- **Goal 1**
Decide whether each statement agrees with the electroless plating text, answering yes or no and quoting the deciding words: (a) sodium borohydride is a suitable borohydride; (b) copper cation is generally kept between about 0.05 and about 0.5 mol per liter; (c) plastic may serve as the substrate.
- **Goal 2**
Copy the electroless plating text between "Concentrations of the" and "0.2 mol per liter.", inclusive, substituting "chelating agent" for every "complexing agent".
- **Goal 3**
According to the electroless plating text, what kind of walls does the tank for preparing the bath usually have?
┌─ Passage
Organophosphorus complexing agents in accordance with this invention are incorporated within transition metal electroless plating baths utilizing reducing agents of various types, which reducing agents operate within the particular bath system for the catalytic reduction of transition metal cations within the bath. The reducing agent compounds which may be employed for such purpose include any of those compounds conventionally employed in electroless transitional metal plating baths as reducing agents. Examples of the wide variety of reducing agents suitable for use within baths according to this invention include formaldehyde, phosphite ion generators such as sodium hypophosphite or boron containing compounds such as boron-nitrogen compounds and borohydrides. Typical examples of suitable boron containing reducing agent compounds include lower alkyl substituted amine boranes such as dimethylamine borane and diethylamine borane. Correspondingly, suitable borohydrides include potassium borohydride and sodium borohydride.
The source of transition metal cations in baths in accordance with this invention may include any of the water soluble or semisoluble salts of such metals which are conventionally employed for such plating. Particular examples of sources of copper cations may include cupric and cuprous salts and hydrates thereof such as cupric chloride, copper nitrate, or cupric sulfate. Suitable sources of the nickel cations may, for example, include nickel chloride, nickel sulfamate or nickel sulfate. Cobalt cation sources include salts such as cobalt chloride.
In operating the electroless plating baths in accordance with this invention, an aqueous bath typically is first prepared by adding the bath components to water within a tank, usually one having a heater and passive (non-catalytic) walls. Added are the source of transition metal cation, the complexing agent, and the reducing agent, as well as a pH regulator to adjust the pH to a desired value within a very broad range of possible values, after which a suitable substrate is emersed within the bath whereupon the transition metal is plated or deposited thereupon. The substrate employed for such purpose may be a metal such as aluminium or mild steel or a non-metal such as plastic. Usually when the substrate is a non-metal, it should be surface activated in accordance with established procedures so as to permit the transition metal deposit to form thereon.
Conditions employed in conducting the plating will be dependant upon the desired final concentration of the transition metal to be deposited, the various bath components, the reducing agent employed, the operating pH utilized, the concentration of the transition metal cation, and the temperature of the bath. Accordingly, the conditions as described hereinafter may be varied somewhat within the indicated ranges in order to achieve a variety of different electroless deposits. Typical concentrations of transition metal cations to be maintained within the electroless bath may be varied as desired, but it is a general practice to add and maintain the transition metal cation within ranges which usually vary somewhat depending upon the particular transition metal cation used. For example, copper cation may be maintained in the bath within a general range of from about 0.005 to about 0.5 mol per liter, and a nickel or cobalt cation source might typically be maintained in the bath within range of from about 0.05 to about 0.5 mol per liter.
Concentrations of the complexing agent within any particular bath in accordance with this invention will vary somewhat depending upon the identity and the concentration of the transition metal being complexed, and they will also vary somewhat depending upon the particular complexing agent utilized. Such concentrations will, in general, lie between about 0.001 and about 1 mol per liter, usually between about 0.01 and about 0.5 mol per liter. In many instances the complexing agent concentration will lie within an especially preferred range between about 0.02 and about 0.2 mol per liter.
└─
┌─ Provided data
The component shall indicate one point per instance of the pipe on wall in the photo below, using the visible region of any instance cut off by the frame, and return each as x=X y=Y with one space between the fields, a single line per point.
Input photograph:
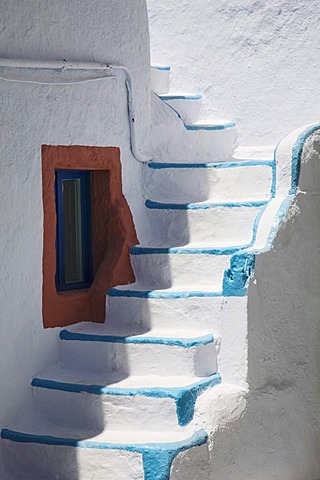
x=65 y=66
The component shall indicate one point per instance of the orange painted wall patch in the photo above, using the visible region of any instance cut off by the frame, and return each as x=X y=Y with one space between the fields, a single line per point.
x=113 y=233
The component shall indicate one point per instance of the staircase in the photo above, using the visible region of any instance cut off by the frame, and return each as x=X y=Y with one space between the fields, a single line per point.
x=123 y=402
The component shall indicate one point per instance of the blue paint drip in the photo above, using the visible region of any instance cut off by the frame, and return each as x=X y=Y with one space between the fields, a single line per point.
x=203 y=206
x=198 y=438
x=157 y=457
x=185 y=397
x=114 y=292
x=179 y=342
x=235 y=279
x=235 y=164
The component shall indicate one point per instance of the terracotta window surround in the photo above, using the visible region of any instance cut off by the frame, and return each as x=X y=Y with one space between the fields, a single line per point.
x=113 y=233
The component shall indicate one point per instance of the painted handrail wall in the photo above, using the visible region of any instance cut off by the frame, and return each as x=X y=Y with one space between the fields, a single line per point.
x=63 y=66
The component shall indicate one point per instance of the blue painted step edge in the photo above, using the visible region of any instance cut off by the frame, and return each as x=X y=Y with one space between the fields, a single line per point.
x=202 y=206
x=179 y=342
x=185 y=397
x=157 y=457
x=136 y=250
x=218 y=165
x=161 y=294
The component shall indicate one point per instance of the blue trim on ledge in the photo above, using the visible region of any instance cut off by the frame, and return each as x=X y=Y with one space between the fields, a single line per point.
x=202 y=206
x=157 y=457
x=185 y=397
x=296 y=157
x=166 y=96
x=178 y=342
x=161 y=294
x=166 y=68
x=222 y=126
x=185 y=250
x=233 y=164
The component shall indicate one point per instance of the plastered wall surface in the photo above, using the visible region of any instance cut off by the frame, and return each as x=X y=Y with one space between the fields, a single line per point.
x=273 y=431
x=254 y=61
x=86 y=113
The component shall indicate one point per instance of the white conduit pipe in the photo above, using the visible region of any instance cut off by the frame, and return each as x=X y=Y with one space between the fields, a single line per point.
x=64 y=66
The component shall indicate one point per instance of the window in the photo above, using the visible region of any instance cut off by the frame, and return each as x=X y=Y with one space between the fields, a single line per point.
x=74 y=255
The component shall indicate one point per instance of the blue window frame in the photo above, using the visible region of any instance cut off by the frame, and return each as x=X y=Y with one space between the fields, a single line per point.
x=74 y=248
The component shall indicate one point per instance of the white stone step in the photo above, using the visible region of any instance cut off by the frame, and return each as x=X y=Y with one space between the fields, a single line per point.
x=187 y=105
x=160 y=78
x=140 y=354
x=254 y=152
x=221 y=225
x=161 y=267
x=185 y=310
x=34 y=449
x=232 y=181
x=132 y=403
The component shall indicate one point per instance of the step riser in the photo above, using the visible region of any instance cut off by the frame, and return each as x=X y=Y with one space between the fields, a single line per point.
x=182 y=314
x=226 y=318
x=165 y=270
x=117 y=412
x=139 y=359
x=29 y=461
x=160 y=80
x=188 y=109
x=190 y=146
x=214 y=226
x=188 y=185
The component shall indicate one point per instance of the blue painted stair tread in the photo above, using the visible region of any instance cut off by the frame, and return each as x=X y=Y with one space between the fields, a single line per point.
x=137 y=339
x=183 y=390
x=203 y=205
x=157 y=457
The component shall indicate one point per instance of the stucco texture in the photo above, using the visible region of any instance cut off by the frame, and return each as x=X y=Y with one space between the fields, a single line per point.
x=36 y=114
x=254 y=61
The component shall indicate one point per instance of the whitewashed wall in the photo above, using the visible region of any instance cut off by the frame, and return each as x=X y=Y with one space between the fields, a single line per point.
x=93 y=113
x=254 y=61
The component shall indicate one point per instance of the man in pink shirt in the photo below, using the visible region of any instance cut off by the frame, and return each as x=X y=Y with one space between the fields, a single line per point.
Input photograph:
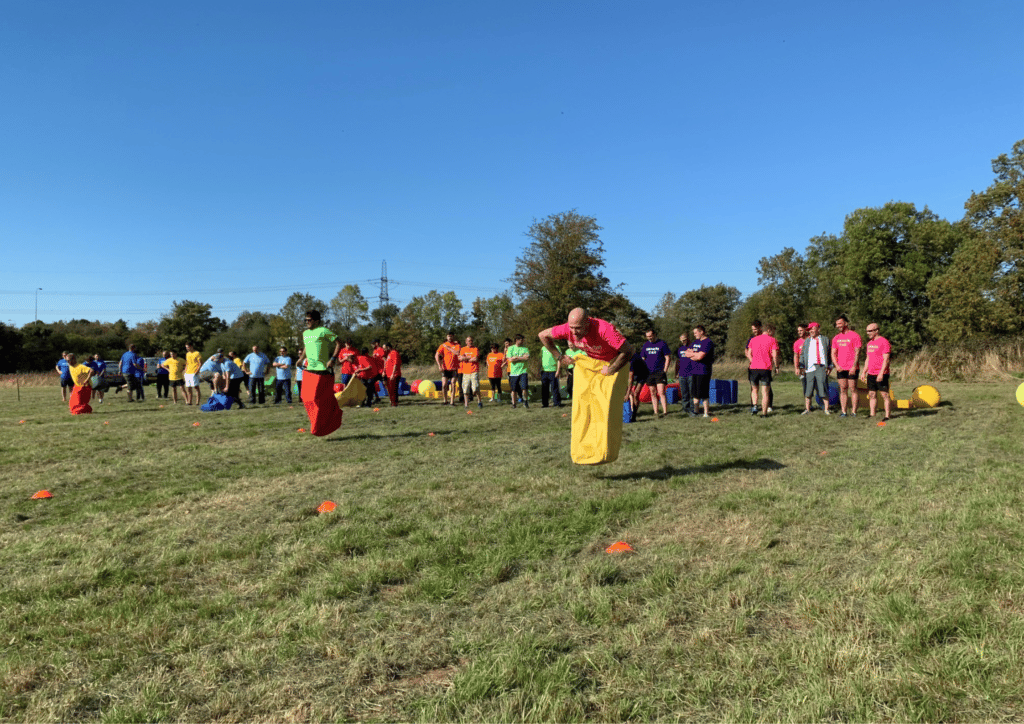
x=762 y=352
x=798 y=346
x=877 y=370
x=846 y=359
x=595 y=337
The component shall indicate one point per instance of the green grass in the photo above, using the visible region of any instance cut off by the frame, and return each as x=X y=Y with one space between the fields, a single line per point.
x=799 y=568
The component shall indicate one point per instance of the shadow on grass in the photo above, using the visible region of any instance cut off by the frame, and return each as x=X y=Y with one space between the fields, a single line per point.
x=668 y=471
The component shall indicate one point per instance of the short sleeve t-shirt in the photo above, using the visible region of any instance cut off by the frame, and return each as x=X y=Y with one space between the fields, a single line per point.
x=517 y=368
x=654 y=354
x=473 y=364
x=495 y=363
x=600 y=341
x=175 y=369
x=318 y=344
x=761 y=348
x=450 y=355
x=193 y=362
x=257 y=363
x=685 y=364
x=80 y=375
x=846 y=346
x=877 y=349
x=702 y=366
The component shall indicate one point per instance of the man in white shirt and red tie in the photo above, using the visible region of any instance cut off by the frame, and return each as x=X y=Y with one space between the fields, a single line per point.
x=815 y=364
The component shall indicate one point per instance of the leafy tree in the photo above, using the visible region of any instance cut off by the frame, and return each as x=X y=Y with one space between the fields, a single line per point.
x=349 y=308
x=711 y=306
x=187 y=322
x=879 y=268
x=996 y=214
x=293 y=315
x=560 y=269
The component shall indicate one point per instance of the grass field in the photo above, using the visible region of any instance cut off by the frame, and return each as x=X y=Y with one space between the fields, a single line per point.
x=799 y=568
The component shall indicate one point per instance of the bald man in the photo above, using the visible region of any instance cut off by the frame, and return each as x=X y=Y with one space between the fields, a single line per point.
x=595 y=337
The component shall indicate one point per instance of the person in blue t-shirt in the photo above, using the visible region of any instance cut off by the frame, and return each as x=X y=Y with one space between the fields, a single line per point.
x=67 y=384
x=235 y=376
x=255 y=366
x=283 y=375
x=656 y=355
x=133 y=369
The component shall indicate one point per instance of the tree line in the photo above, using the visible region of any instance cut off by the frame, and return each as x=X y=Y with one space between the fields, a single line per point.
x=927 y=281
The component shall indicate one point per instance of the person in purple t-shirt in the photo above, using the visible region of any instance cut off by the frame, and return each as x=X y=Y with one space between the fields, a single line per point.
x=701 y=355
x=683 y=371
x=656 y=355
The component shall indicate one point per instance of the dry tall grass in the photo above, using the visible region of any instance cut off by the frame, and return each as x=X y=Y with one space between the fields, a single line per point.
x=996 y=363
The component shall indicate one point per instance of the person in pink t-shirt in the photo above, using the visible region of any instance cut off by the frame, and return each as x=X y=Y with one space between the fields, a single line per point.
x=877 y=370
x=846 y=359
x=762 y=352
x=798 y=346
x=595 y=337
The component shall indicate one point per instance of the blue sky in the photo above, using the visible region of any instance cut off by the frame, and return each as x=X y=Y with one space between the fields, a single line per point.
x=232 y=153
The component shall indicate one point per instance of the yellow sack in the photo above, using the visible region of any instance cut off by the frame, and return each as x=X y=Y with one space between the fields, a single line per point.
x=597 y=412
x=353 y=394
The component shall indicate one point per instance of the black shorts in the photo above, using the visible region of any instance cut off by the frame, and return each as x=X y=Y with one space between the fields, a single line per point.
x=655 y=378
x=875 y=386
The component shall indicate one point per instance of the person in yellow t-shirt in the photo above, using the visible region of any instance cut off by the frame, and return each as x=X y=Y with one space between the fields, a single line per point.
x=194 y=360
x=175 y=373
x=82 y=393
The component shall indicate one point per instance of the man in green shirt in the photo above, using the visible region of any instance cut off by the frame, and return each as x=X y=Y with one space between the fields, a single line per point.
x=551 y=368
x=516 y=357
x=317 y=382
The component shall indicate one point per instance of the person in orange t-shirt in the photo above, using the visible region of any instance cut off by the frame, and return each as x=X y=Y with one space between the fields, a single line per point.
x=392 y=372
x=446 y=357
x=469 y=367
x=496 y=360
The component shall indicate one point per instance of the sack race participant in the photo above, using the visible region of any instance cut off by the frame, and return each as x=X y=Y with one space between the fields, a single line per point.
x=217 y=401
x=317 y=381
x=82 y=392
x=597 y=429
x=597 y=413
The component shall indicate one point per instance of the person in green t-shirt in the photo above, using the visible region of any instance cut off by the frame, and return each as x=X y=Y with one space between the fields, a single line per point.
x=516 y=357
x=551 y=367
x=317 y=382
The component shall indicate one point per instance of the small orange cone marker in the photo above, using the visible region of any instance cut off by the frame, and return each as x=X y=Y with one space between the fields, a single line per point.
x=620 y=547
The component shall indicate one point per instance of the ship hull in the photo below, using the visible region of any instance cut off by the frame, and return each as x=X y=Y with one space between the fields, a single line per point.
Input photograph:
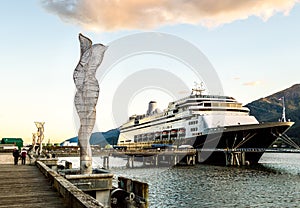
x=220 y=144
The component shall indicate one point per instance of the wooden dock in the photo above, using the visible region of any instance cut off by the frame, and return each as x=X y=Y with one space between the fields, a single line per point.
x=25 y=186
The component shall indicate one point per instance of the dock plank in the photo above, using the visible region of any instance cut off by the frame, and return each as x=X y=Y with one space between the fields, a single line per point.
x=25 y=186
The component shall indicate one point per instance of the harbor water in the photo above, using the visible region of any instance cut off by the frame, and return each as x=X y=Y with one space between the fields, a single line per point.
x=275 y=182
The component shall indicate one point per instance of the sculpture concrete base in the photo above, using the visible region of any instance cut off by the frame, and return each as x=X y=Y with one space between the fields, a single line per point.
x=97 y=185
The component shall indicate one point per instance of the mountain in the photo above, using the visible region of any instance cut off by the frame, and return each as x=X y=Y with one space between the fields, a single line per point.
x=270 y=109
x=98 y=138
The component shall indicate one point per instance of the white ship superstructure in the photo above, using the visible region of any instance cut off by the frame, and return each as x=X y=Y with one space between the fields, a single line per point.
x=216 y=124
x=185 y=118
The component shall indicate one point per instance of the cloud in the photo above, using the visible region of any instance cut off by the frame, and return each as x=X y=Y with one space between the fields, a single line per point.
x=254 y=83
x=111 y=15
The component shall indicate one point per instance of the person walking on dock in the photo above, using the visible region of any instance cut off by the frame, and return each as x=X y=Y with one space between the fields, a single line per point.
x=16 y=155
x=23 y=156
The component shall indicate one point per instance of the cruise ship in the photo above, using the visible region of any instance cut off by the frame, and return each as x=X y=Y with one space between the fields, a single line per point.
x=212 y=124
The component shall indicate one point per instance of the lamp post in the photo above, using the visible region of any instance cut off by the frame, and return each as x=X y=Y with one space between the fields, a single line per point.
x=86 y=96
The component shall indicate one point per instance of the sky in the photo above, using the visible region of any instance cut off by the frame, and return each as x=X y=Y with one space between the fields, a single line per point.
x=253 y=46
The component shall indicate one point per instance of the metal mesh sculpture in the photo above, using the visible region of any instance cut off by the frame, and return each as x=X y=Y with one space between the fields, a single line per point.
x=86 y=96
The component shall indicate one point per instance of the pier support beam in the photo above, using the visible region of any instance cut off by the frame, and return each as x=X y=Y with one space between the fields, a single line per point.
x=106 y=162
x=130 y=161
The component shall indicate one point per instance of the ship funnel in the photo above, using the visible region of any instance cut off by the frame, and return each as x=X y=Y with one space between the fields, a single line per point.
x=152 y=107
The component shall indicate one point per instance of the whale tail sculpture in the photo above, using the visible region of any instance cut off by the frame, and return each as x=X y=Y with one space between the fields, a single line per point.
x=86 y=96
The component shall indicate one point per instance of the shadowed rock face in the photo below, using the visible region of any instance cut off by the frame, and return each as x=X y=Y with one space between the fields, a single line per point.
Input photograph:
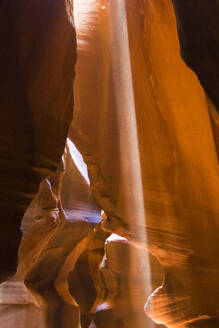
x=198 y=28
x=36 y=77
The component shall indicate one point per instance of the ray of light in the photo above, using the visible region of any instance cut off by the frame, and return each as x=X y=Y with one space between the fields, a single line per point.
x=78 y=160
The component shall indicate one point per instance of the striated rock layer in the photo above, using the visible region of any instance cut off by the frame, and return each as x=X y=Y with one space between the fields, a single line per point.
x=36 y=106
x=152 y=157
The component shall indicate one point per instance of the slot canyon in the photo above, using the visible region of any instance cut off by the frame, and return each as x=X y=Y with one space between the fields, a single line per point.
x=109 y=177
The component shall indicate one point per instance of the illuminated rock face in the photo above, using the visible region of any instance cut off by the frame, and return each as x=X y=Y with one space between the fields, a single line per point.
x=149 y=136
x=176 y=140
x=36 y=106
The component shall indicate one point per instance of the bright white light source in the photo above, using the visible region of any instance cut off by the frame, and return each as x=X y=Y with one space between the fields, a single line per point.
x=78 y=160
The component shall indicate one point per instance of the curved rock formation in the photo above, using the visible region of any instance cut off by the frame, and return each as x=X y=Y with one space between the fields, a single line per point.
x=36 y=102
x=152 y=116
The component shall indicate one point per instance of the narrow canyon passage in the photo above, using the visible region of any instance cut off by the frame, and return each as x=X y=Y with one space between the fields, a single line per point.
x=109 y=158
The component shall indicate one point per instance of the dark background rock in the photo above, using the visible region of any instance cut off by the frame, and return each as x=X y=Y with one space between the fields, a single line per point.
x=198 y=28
└─
- **Written answer 1**
(a) Yes: "suitable borohydrides include potassium borohydride and sodium borohydride."
(b) No: "copper cation may be maintained in the bath within a general range of from about 0.005 to about 0.5 mol per liter"
(c) Yes: "a non-metal such as plastic"

- **Written answer 2**
Concentrations of the chelating agent within any particular bath in accordance with this invention will vary somewhat depending upon the identity and the concentration of the transition metal being complexed, and they will also vary somewhat depending upon the particular chelating agent utilized. Such concentrations will, in general, lie between about 0.001 and about 1 mol per liter, usually between about 0.01 and about 0.5 mol per liter. In many instances the chelating agent concentration will lie within an especially preferred range between about 0.02 and about 0.2 mol per liter.

- **Written answer 3**
Passive (non-catalytic) walls.